▸ Schriftliche Übung 1
Welche Steigerung der Leistung für 1 t Kohle wird im Textauszug zur Kohlenersparnis für das Werk Hartford genannt?
▸ Schriftliche Übung 2
Suche aus den Einträgen jede Zeile heraus, die die Zeichenfolge "stripe" enthält, und gib diese Zeilen unverändert wieder.

Fabrikorganisation und Werkstattbetrieb.
Ansporn zur Kohlenersparnis. In Connecticut sind für eine
Anzahl unter ähnlichen Bedingungen arbeitender Kraftwerke Höchstzahlen für den
Kohlenverbrauch angegeben, die für die erzeugte Kilowattstunde nicht überschritten
werden, dürfen. Die tatsächlich erzielten Zahlen werden zwischen den einzeinen
Werken nahezu täglich ausgetauscht und allgemein bekannt gegeben, um die Sparsamkeit
anzuspornen. Gleichzeitig werden für besondere Ersparnisse Prämien ausgegeben, die
auf alle Angestellten gleichmäßig verteilt werden. Es soll durch diesen Anreiz
gelungen sein, in einem bestimmten Werke, Hartford, die Leistung für 1 t Kohle von
920 kWh auf 1270 kWh zu steigern. (El. world 1918, S. 1176.)
Dipl.-Ing. W. Speiser.

▸ Beschriftungen für Objektpunkte

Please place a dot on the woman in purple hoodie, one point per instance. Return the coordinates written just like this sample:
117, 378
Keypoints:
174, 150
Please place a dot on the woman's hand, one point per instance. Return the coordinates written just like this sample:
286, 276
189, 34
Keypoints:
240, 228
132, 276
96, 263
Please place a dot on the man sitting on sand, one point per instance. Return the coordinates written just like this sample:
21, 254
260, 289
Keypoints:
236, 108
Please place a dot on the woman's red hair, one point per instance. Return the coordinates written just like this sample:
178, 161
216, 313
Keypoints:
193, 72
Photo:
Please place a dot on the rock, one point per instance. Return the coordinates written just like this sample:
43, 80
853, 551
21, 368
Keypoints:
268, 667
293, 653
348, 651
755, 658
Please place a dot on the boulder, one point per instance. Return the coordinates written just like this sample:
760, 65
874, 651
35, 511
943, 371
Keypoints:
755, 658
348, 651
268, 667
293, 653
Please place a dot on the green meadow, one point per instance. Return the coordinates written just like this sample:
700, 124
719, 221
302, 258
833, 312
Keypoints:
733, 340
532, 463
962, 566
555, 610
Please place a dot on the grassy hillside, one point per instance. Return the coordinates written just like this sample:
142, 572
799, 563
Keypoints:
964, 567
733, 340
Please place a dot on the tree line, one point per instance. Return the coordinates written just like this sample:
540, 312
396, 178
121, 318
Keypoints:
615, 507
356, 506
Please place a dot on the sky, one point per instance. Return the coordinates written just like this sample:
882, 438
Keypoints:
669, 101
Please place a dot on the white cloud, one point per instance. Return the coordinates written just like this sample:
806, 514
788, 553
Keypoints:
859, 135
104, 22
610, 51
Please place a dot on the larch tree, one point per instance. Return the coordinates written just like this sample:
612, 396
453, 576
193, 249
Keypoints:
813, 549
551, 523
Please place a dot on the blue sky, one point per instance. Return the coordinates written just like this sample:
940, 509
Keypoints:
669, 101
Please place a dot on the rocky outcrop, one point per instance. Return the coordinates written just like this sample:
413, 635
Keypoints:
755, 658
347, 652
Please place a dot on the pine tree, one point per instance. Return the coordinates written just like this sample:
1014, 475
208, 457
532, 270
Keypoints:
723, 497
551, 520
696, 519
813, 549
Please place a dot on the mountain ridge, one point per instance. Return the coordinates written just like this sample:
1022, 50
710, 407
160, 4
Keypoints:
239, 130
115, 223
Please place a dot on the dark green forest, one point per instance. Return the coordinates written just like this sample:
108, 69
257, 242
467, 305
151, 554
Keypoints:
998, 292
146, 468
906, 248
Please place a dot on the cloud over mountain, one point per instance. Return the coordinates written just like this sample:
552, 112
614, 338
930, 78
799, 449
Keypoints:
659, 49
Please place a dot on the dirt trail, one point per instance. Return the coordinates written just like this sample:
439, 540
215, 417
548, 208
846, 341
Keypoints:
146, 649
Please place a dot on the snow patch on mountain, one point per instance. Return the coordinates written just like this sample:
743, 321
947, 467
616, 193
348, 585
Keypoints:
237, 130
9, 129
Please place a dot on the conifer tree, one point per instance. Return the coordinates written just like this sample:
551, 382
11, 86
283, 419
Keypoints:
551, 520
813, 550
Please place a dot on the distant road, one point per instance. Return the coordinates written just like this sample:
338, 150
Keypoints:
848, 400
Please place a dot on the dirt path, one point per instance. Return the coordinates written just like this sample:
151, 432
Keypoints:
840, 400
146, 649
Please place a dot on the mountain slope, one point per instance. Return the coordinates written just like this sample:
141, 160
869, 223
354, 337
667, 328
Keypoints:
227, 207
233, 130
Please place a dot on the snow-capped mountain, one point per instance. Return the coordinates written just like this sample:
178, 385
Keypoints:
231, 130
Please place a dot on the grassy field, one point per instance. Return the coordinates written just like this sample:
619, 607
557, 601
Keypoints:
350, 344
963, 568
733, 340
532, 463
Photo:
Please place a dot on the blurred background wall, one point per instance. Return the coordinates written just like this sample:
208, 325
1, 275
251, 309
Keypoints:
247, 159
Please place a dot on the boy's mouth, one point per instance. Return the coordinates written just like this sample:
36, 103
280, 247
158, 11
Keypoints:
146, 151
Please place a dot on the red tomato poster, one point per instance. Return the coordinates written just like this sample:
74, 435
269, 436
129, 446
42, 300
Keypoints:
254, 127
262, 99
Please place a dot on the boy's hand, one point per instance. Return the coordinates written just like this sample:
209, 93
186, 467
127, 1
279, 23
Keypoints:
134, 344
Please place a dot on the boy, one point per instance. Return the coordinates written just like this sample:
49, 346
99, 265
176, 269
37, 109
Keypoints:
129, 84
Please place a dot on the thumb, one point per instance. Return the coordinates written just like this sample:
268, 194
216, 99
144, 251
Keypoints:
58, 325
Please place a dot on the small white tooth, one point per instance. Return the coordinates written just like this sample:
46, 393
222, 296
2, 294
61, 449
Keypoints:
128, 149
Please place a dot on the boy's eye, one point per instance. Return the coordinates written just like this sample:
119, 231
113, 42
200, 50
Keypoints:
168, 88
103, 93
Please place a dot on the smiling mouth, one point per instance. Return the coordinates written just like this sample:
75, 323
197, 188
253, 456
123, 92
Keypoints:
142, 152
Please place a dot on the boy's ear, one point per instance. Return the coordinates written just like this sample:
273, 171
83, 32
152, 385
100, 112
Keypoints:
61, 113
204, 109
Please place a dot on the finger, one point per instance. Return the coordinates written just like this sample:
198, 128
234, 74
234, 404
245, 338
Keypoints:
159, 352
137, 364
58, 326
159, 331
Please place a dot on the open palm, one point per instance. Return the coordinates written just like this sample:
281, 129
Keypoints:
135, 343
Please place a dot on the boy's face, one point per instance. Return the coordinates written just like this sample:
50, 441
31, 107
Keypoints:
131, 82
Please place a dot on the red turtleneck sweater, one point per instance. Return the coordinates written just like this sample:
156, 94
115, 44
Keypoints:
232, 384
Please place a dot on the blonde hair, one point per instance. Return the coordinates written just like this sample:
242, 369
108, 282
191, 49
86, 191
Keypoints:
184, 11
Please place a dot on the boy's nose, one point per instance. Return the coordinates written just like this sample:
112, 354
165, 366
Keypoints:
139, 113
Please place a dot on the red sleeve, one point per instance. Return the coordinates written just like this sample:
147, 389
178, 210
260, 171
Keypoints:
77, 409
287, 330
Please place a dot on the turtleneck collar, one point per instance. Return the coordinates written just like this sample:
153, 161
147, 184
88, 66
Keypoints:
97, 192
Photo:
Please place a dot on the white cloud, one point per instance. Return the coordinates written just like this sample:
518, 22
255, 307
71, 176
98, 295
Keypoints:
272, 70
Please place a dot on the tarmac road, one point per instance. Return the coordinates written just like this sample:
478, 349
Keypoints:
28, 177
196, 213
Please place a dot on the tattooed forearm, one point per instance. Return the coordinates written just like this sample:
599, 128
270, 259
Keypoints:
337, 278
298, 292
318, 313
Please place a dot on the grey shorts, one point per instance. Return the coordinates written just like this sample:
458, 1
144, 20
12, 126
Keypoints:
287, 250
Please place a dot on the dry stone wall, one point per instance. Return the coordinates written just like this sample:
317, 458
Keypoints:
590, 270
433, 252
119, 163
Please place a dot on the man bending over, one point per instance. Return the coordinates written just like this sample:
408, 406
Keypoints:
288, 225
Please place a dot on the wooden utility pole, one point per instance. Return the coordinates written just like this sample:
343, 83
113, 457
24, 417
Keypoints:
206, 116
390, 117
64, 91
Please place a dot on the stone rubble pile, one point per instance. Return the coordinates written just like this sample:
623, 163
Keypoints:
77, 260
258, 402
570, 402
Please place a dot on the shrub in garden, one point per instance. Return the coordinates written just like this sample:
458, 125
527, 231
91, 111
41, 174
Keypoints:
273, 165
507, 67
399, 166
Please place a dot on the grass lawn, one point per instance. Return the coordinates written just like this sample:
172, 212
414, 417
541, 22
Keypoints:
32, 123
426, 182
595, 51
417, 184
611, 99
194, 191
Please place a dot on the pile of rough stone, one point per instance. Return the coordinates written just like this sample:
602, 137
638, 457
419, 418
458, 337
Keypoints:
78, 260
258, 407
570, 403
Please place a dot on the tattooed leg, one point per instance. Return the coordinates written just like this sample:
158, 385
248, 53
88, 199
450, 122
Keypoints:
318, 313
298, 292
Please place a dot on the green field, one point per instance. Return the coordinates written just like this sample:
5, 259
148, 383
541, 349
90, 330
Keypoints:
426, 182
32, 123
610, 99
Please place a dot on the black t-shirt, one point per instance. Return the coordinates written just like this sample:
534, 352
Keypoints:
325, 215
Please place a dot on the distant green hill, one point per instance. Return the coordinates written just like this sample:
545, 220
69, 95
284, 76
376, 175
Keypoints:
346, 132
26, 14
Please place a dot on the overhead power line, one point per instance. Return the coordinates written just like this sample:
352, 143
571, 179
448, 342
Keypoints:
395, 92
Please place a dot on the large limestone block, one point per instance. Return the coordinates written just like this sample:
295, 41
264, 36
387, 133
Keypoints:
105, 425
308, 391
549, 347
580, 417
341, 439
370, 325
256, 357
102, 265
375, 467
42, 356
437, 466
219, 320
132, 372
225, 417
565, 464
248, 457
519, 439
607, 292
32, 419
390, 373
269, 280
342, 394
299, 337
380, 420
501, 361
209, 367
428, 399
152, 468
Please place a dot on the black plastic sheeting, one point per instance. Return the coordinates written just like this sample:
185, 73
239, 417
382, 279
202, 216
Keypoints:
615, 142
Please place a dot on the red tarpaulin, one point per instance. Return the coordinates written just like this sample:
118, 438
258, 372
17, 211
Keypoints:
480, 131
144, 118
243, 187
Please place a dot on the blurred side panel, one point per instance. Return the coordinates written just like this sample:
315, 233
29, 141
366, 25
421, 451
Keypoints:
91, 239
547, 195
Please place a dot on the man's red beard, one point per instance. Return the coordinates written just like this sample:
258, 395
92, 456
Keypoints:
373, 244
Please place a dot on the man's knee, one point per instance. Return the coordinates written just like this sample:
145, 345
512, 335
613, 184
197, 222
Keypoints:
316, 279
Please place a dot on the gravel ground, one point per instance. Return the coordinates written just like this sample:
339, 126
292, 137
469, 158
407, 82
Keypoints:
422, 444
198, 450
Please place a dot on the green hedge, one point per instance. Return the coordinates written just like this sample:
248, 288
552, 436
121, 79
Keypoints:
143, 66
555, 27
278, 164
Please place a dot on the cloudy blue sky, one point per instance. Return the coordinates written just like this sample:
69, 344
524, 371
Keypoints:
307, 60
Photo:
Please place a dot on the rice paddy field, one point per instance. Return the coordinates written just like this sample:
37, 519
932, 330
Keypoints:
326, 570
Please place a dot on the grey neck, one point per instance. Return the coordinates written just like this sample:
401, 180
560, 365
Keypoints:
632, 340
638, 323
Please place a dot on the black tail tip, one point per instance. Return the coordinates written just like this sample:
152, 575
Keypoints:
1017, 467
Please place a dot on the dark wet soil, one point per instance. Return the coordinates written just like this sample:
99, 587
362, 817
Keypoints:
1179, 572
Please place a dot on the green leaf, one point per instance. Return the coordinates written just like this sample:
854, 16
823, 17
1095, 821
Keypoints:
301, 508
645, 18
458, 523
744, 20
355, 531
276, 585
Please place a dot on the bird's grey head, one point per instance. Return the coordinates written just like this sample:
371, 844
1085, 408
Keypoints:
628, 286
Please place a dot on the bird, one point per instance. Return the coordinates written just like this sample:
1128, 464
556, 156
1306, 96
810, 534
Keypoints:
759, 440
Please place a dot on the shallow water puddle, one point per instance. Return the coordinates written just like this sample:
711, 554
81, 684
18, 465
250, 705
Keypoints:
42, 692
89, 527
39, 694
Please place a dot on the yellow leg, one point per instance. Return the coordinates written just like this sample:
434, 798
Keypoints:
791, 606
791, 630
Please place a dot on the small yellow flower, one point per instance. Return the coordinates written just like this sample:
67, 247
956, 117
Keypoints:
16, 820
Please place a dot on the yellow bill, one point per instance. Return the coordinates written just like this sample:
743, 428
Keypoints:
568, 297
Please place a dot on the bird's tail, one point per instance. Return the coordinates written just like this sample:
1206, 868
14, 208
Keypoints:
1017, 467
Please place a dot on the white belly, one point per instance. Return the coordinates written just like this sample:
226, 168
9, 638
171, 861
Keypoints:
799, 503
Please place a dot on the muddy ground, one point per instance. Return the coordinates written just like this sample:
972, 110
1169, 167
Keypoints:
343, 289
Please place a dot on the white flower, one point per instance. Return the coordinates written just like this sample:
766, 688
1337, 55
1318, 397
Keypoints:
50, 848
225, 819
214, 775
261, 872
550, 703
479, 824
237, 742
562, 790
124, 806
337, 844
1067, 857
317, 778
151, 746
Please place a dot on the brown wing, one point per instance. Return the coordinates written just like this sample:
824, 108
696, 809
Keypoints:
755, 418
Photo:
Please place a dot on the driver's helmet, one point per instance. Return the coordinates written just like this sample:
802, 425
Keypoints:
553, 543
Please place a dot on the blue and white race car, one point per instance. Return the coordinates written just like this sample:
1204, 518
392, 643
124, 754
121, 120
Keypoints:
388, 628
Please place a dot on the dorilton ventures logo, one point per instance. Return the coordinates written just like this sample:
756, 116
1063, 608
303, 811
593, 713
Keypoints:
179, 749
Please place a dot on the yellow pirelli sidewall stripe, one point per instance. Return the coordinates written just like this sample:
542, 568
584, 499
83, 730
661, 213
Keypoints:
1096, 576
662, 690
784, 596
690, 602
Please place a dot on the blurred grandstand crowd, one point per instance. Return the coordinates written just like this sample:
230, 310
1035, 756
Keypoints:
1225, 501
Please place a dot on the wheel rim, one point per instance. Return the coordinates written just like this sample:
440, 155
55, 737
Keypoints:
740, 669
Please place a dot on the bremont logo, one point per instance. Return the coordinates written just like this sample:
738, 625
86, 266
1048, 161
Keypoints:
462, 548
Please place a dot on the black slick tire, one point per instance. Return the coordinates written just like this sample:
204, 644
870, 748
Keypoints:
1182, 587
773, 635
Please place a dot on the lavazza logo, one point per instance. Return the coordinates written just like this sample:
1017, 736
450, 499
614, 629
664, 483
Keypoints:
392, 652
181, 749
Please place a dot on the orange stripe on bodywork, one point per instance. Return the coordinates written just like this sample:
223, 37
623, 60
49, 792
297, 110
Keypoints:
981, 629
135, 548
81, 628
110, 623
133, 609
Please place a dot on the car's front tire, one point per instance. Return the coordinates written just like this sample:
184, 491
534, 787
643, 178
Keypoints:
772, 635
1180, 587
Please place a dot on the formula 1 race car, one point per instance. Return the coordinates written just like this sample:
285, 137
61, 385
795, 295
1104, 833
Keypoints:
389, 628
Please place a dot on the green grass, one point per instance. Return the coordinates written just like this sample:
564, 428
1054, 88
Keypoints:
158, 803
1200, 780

▸ Aufgabenergebnis 1
Von 920 kWh auf 1270 kWh.

▸ Aufgabenergebnis 2
Please place a dot on the yellow pirelli sidewall stripe, one point per instance. Return the coordinates written just like this sample:
Please place a dot on the orange stripe on bodywork, one point per instance. Return the coordinates written just like this sample:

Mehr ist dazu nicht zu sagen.